* **抜粋本文**
製薬会社にとっては厳しい仕組みで、未回収分の代金は持ち出しとなる。言い換えれば、薬価の事後的な値引きともいえる。製薬会社はクローバック制度に猛反対しているが、トロイカとの国際公約でギリシャ政府はこの制度を堅持している。クローバック制度で患者負担が増えるわけではないので、低所得者にシワ寄せが及んでいるというわけではないとみている。

入院医療には包括払い制度を全面導入

製薬会社は、そんな状態が続くならギリシャに医薬品を供給しないと揺さぶりをかけるが、ギリシャから撤退した製薬会社はほとんどないという。製薬会社がほぼ撤退しないということは、クローバック制度の上限額でも製薬会社はそれなりに利益が得られているということであり、ギリシャ政府はクローバック制度を全廃するつもりは今のところない。突発的な医薬品需要については、補正予算などで対応している。

入院医療については「包括払い制度」が全面導入された。入院医療費が歯止めなく増えるのを防ぐ方策である。

包括払いになると、疾病ごとに定められる一定額しか医療機関には支払われない。検査や治療の回数に応じて医療費が支払われる(出来高払い)のではなく、どれだけ検査や治療をしても、定められた金額しか医療機関は受け取れない。すると、医師は過剰な検査や処置をするのをやめ、できるだけ費用が少ない治療法を採用しようとする。そうすることで、病院や医師の手取り(=政府機関からの支払額マイナス費用)をより多く得ることができる。

* **取り組む課題**
**a.** 抜粋本文について、次の問いにそれぞれ答えよ。
(i) 製薬会社はクローバック制度に対してどのような態度をとっているか。
(ii) ギリシャから撤退した製薬会社はどの程度あるとされているか。
(iii) 包括払い制度のもとでは、医療機関に支払われる金額はどのように決まるか。
**b.** 抜粋本文のうち、「入院医療には包括払い制度を全面導入」と「補正予算などで対応している。」の間を、その両方を含めて一字も変えずに書き出し直せ。
ここから先の行は、抜粋本文とは別の出典から取ったものである。

* **提供情報**
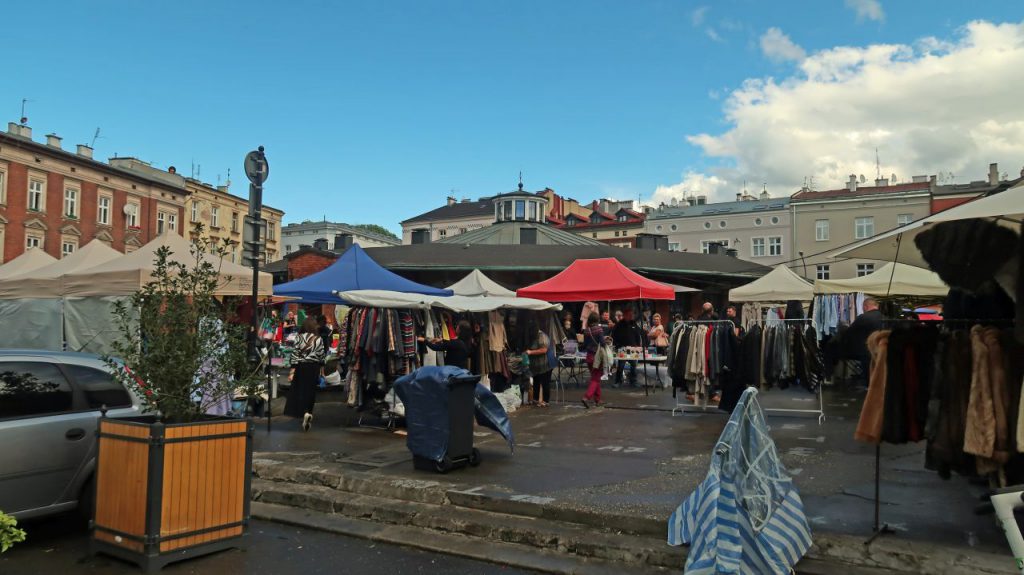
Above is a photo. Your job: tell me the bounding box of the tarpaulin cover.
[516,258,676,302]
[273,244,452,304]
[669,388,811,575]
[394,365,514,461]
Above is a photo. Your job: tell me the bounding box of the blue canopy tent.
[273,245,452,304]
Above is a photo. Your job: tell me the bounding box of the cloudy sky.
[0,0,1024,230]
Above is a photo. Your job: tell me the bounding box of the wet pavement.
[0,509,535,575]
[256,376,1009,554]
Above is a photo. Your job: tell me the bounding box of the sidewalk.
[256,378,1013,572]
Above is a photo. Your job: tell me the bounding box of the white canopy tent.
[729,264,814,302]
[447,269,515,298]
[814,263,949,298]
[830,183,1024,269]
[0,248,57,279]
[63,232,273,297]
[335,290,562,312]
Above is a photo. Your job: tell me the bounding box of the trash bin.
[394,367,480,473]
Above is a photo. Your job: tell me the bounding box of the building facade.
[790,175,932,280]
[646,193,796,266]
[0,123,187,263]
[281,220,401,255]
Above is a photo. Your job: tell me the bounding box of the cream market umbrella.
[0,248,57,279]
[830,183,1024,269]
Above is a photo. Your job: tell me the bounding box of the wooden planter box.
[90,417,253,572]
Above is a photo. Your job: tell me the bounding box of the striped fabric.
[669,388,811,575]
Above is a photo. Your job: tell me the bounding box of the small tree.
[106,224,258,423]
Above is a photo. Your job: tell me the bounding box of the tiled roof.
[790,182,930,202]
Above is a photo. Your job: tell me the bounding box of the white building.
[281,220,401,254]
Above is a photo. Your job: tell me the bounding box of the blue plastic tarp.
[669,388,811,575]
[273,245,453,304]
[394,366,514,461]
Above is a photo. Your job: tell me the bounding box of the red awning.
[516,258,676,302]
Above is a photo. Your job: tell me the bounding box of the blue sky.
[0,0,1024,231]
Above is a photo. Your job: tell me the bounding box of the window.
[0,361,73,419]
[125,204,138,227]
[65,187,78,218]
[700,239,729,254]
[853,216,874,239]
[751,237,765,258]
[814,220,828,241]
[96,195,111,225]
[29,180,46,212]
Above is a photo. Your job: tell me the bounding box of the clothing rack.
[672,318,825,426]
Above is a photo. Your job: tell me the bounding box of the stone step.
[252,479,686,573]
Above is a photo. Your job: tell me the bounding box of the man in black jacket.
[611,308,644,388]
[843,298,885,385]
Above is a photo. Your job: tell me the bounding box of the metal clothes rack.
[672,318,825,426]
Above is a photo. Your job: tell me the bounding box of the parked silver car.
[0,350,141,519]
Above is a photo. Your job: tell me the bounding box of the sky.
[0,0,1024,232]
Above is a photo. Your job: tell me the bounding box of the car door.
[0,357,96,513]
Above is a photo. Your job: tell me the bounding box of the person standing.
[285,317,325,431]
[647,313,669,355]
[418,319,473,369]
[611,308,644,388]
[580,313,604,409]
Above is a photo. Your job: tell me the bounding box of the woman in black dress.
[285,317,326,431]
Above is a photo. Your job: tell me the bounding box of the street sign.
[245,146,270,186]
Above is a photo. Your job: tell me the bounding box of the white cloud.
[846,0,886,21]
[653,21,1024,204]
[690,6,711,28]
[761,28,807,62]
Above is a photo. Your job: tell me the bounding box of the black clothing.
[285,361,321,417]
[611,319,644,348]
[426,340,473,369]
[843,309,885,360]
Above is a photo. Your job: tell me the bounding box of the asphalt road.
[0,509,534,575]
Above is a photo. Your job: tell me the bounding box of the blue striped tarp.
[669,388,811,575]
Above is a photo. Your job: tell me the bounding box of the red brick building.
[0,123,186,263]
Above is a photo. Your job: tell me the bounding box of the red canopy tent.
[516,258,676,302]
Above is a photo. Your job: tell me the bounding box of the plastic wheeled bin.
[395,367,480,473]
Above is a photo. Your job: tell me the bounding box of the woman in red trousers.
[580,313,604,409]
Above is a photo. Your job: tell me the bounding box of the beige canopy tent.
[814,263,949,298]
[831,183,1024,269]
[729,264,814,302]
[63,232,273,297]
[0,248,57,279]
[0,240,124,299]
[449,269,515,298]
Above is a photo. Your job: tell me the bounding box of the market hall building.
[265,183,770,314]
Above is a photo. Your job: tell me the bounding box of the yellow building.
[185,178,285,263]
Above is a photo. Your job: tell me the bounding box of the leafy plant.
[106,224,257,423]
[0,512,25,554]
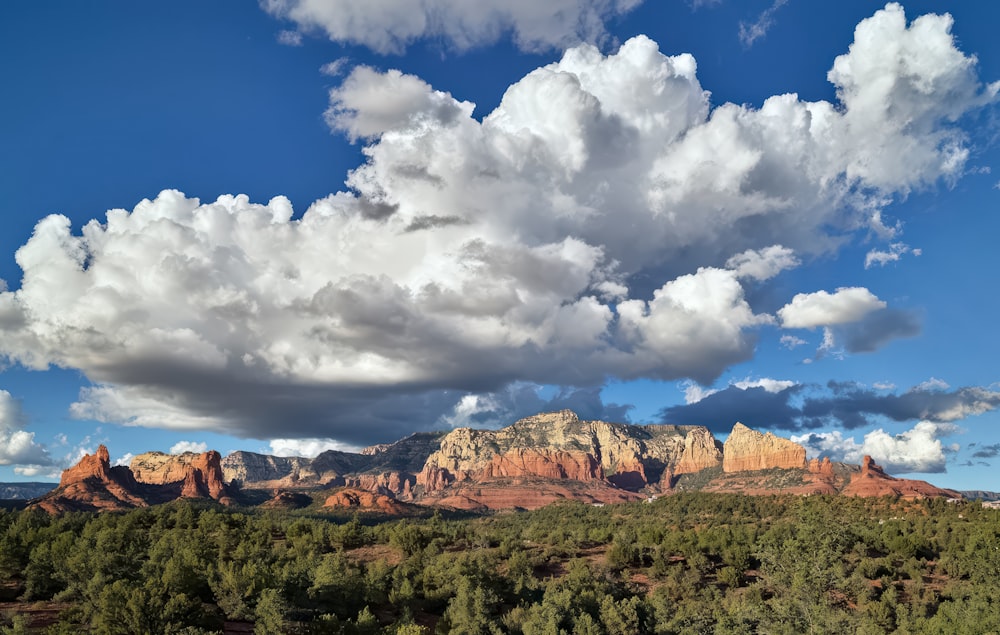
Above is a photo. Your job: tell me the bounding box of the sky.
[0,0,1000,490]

* * *

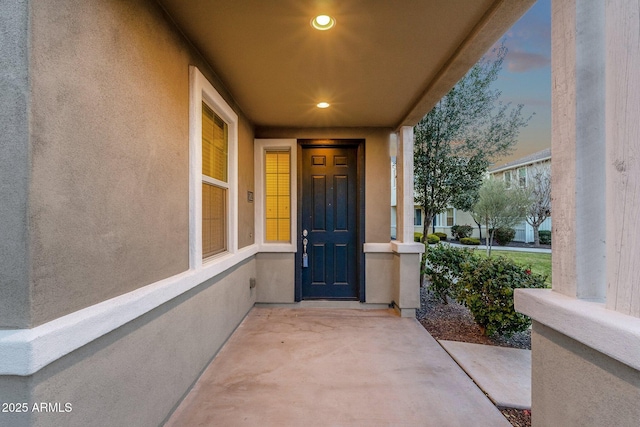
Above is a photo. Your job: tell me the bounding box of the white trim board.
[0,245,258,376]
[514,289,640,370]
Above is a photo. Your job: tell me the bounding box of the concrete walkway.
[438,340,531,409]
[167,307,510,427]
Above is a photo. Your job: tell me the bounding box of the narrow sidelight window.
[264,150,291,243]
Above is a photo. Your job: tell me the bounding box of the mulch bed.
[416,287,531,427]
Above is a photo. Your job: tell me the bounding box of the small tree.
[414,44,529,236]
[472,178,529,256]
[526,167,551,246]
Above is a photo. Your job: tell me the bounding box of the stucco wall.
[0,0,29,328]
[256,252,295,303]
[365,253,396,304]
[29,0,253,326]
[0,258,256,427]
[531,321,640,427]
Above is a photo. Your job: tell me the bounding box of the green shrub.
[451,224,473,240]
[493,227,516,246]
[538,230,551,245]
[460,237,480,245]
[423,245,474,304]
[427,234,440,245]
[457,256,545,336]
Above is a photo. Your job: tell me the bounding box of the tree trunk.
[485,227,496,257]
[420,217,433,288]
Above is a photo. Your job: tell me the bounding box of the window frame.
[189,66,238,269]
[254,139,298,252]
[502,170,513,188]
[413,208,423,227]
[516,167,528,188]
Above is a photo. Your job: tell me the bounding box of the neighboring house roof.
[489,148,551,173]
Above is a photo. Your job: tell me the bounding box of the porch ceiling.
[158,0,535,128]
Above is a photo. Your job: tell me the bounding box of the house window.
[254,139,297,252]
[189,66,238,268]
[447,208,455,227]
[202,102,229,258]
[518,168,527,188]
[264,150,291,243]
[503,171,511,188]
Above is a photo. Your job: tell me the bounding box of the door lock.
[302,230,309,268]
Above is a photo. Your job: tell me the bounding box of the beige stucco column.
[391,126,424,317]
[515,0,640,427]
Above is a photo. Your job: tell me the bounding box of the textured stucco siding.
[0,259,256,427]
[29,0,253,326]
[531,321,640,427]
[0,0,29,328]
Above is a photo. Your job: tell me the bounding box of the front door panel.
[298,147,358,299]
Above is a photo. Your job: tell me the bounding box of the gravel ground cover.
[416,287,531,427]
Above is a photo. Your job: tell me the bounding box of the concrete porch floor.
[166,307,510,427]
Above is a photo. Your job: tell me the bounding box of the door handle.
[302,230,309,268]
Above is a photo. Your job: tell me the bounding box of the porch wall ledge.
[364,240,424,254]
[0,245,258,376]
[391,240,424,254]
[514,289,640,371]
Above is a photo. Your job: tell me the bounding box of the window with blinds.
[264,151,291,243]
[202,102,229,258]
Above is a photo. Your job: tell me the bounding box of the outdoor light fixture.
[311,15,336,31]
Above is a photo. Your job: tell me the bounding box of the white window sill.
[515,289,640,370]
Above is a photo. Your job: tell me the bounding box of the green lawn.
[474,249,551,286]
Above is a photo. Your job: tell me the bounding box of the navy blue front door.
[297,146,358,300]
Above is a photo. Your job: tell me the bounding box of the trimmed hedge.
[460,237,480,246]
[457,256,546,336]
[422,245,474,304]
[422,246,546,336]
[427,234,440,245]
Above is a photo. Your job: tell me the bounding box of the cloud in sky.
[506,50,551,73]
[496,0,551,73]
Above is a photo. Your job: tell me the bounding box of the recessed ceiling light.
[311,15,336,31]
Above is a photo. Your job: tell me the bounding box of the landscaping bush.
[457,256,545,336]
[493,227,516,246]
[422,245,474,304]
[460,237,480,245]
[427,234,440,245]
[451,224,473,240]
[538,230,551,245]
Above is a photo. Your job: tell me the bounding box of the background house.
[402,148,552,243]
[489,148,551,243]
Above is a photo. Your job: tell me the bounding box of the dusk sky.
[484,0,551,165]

* **課題の解答**
**a.**
(i) クローバック制度に猛反対している。
(ii) ほとんどないとされている。
(iii) 疾病ごとに定められる一定額だけが支払われる。

**b.**
入院医療には包括払い制度を全面導入

製薬会社は、そんな状態が続くならギリシャに医薬品を供給しないと揺さぶりをかけるが、ギリシャから撤退した製薬会社はほとんどないという。製薬会社がほぼ撤退しないということは、クローバック制度の上限額でも製薬会社はそれなりに利益が得られているということであり、ギリシャ政府はクローバック制度を全廃するつもりは今のところない。突発的な医薬品需要については、補正予算などで対応している。